What is expected:
Copy the material below word for word, from its start up to and including the line that contains "M518 291L521 290L530". Leave the pictures out of your copy.
_ _ _ _ _
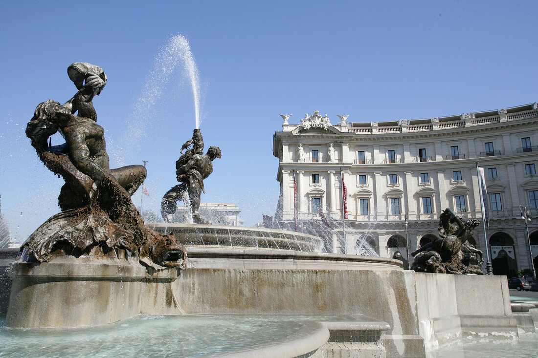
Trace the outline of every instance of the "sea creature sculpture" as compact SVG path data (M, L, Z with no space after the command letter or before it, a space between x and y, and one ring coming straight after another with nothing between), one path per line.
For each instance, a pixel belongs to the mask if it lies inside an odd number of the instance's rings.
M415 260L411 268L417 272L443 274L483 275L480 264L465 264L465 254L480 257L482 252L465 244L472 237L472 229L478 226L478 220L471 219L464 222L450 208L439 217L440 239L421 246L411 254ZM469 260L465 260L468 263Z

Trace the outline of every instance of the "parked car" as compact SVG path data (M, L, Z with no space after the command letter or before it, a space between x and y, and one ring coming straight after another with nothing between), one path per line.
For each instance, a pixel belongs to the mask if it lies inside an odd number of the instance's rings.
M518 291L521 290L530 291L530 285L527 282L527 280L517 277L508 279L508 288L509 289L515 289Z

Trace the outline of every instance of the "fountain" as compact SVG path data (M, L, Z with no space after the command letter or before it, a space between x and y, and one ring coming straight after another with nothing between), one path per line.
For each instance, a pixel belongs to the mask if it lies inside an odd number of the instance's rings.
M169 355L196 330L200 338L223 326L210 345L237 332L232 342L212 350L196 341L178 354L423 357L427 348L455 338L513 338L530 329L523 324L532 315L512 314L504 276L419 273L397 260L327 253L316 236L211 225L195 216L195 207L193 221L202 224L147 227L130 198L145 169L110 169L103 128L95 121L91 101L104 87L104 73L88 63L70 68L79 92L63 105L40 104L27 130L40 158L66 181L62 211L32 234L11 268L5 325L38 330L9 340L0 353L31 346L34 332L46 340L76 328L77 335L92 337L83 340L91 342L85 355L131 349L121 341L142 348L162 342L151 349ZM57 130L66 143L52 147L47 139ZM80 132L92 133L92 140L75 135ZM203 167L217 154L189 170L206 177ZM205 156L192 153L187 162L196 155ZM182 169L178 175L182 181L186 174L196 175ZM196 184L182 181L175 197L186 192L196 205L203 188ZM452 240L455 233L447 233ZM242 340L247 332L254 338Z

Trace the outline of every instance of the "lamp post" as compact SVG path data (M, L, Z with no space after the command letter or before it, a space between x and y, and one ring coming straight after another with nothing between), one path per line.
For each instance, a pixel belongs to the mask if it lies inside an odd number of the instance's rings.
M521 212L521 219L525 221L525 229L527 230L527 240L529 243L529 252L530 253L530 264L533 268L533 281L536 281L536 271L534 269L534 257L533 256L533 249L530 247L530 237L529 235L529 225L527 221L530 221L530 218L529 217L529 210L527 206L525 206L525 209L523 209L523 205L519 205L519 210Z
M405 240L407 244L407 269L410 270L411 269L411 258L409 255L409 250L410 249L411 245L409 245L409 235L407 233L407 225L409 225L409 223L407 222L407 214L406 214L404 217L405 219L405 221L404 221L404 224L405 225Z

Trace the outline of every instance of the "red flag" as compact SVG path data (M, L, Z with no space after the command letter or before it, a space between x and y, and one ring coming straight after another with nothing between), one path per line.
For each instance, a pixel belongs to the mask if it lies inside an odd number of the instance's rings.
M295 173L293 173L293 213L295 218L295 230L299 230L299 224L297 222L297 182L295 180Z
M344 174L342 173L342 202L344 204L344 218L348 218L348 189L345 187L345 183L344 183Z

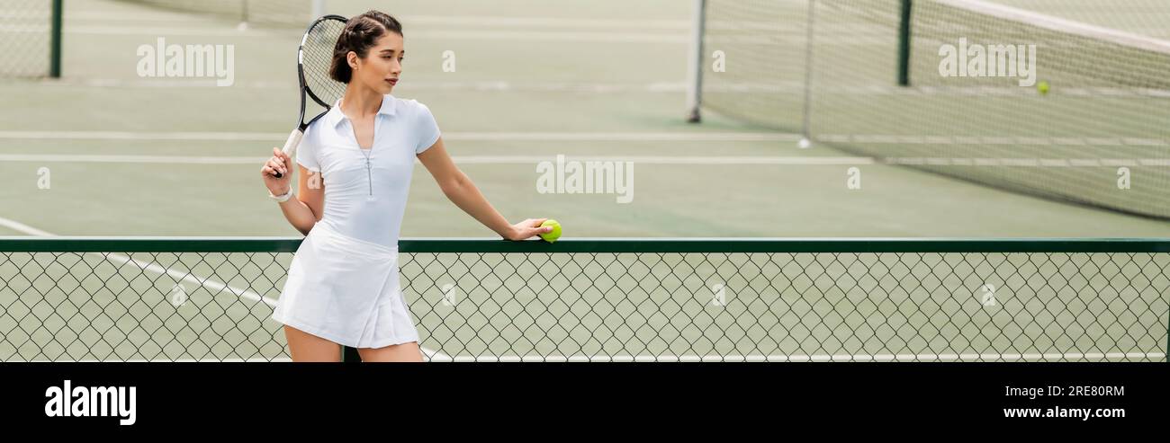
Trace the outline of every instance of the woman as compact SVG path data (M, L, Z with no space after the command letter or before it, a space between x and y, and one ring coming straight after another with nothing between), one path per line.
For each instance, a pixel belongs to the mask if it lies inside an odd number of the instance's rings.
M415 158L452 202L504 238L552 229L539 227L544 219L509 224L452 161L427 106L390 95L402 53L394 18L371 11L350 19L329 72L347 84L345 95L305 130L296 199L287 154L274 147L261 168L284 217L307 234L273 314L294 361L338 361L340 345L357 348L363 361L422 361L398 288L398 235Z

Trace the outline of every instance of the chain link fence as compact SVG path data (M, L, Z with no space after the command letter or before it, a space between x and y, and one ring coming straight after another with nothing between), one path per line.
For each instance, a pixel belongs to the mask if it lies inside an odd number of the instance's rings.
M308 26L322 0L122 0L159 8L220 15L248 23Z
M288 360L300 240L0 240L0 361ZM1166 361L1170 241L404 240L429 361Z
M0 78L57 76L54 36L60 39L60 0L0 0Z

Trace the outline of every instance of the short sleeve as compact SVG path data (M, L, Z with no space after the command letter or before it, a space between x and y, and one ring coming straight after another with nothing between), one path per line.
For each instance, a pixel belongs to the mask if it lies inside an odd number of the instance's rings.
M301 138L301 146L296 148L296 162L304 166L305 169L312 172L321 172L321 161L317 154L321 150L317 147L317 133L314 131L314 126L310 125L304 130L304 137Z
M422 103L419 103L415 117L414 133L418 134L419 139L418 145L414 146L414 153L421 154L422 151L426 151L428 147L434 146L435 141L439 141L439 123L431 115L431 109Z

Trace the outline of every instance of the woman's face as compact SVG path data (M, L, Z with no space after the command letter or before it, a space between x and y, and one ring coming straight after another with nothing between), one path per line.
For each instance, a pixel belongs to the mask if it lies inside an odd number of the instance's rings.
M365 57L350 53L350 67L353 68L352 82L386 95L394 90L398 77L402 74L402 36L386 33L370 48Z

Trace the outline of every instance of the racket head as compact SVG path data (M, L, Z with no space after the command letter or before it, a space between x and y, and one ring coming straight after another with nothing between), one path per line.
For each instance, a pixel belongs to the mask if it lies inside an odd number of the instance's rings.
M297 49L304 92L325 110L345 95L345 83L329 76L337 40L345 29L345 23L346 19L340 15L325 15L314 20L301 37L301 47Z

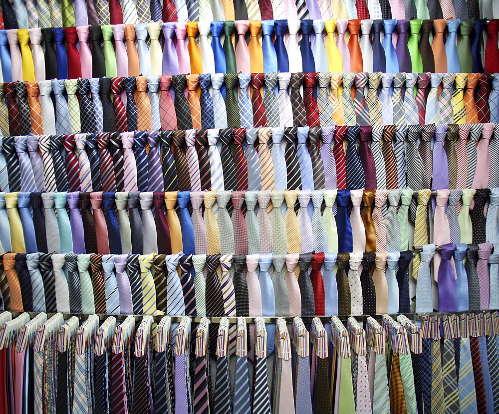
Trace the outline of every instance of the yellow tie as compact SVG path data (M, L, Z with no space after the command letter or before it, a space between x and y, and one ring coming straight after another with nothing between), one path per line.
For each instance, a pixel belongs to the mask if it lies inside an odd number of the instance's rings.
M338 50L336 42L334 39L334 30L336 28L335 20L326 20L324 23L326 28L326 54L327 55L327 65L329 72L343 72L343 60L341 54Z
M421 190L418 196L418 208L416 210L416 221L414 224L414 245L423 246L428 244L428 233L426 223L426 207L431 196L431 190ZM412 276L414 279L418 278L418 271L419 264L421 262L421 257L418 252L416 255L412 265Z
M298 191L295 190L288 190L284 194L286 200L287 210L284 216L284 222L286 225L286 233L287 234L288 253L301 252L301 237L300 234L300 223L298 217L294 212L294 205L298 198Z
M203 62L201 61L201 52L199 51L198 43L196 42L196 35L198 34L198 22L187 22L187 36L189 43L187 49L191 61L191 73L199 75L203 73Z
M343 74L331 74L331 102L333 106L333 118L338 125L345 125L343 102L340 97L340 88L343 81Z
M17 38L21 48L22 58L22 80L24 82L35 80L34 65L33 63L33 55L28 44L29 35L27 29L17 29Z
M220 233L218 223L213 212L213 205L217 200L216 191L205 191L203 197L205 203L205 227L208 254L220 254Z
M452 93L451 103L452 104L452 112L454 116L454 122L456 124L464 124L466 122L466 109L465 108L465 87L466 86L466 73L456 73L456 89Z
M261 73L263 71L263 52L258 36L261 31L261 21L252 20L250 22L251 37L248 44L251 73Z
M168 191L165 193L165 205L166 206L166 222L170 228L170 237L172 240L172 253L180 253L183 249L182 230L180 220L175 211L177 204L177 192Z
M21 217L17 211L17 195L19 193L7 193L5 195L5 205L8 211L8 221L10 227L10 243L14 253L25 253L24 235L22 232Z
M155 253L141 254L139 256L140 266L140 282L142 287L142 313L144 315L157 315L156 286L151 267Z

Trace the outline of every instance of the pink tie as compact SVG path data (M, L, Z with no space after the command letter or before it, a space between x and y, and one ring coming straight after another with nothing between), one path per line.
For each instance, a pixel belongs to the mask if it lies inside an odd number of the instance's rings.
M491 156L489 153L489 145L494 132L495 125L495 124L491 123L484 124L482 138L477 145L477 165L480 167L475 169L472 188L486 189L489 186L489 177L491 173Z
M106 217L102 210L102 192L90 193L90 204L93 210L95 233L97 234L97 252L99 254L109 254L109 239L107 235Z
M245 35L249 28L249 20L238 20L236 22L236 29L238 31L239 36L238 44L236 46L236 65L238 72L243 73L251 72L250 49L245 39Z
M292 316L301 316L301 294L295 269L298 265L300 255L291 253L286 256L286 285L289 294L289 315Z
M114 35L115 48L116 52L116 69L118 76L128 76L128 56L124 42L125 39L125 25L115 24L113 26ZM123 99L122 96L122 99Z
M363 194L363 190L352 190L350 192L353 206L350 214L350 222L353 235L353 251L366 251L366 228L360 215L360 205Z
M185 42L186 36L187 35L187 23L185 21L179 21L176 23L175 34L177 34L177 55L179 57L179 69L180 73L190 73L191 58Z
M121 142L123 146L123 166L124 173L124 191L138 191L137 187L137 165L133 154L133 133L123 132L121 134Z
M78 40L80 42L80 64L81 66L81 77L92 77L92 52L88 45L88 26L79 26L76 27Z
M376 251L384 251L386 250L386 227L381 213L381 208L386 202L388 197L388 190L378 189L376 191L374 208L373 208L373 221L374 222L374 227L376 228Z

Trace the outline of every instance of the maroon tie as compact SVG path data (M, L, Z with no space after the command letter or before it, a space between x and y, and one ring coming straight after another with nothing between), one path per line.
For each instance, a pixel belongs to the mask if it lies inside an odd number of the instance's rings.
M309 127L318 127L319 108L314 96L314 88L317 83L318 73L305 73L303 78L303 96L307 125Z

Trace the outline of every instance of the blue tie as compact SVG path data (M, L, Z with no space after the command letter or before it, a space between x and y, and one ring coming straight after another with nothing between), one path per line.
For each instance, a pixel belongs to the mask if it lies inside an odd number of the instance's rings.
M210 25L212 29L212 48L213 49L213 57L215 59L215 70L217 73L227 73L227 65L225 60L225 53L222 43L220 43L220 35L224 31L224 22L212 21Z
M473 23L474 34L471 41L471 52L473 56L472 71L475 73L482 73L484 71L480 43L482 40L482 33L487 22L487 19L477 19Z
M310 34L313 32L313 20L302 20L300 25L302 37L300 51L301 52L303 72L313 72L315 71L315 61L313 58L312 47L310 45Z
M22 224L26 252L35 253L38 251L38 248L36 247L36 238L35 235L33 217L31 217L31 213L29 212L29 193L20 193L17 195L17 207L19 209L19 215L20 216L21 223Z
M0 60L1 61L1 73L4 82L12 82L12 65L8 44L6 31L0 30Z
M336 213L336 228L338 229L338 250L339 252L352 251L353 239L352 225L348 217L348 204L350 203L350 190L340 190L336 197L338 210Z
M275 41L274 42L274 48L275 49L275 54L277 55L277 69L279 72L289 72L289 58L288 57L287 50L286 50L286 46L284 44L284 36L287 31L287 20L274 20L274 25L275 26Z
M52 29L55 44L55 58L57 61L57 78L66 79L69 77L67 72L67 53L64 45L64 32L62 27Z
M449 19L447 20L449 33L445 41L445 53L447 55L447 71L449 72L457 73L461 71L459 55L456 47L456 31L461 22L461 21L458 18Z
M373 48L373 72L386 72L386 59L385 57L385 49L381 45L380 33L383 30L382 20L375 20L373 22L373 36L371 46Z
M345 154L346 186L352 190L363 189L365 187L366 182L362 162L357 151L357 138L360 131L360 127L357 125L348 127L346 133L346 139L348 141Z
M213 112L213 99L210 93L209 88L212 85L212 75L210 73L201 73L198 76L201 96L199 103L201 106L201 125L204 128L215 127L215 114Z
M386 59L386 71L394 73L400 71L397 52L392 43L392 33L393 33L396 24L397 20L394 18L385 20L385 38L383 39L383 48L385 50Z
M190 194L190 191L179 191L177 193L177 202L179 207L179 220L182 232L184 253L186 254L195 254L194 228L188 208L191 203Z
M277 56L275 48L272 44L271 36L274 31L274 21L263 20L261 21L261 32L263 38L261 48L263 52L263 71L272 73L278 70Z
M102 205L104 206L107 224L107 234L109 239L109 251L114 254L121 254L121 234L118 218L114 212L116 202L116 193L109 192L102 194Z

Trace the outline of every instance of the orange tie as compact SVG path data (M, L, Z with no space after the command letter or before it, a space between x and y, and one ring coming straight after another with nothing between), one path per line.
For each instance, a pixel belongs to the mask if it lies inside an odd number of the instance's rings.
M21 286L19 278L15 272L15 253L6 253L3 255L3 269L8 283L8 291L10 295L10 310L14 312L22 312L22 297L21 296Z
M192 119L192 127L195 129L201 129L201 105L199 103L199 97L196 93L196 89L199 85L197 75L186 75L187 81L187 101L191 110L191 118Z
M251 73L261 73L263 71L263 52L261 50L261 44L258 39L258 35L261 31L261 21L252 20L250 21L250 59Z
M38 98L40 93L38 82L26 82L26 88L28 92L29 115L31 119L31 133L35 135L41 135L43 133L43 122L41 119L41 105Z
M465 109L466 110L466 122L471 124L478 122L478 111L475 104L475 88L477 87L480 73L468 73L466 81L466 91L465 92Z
_ _ _ _ _
Task result:
Trace the outline of every instance of the "sea creature sculpture" as compact SVG path data (M, L, Z with no space after the command letter or before it, a space between x and y, and one ring coming straight after another with nothing between), one path per line.
For each instance, a pixel belongs to the mask if it lies inside an odd number of the instance's rings.
M415 260L411 268L417 272L443 274L483 275L480 264L465 264L465 254L480 257L482 252L465 244L472 237L472 229L478 226L478 220L471 219L464 222L450 208L439 217L440 239L421 246L411 254ZM469 260L465 260L468 263Z

Trace the outline of every instance of the "parked car" as compact SVG path data (M, L, Z with no space after the command letter or before it, a space between x and y, and one ring coming straight after another with nothing between), one path per line.
For each instance, a pixel belongs to the mask if it lies inside an odd number of the instance's rings.
M518 291L521 290L530 291L530 285L527 282L527 280L517 277L508 279L508 288L509 289L515 289Z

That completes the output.